Exercise prompt:
Show each line from the records below in which the word "logo" occurs.

Source information:
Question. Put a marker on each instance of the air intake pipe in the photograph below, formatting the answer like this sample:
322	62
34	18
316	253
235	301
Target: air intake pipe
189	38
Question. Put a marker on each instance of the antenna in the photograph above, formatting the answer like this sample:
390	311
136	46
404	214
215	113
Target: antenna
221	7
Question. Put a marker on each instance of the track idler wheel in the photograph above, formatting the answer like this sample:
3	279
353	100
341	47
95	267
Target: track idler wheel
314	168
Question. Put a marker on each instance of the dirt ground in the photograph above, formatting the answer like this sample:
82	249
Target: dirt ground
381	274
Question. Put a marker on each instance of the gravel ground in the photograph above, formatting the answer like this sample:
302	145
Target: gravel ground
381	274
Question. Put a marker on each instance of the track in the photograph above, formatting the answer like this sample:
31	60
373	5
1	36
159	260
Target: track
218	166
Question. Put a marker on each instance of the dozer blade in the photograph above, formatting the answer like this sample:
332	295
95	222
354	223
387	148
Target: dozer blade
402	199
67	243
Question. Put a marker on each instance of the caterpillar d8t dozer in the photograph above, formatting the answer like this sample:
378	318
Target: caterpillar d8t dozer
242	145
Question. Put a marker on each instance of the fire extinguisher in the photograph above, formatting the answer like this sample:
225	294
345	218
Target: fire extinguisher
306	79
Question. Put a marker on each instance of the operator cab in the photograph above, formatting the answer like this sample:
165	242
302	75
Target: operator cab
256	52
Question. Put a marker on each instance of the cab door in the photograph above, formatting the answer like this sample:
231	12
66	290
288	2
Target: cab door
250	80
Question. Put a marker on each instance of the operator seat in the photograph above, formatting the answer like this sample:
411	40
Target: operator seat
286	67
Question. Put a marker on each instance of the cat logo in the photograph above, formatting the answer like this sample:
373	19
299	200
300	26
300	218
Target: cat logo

Output for this exercise:
Question. Put a marker on each instance of the cat logo in the photograph above, formatting the answer like this sample:
Target: cat logo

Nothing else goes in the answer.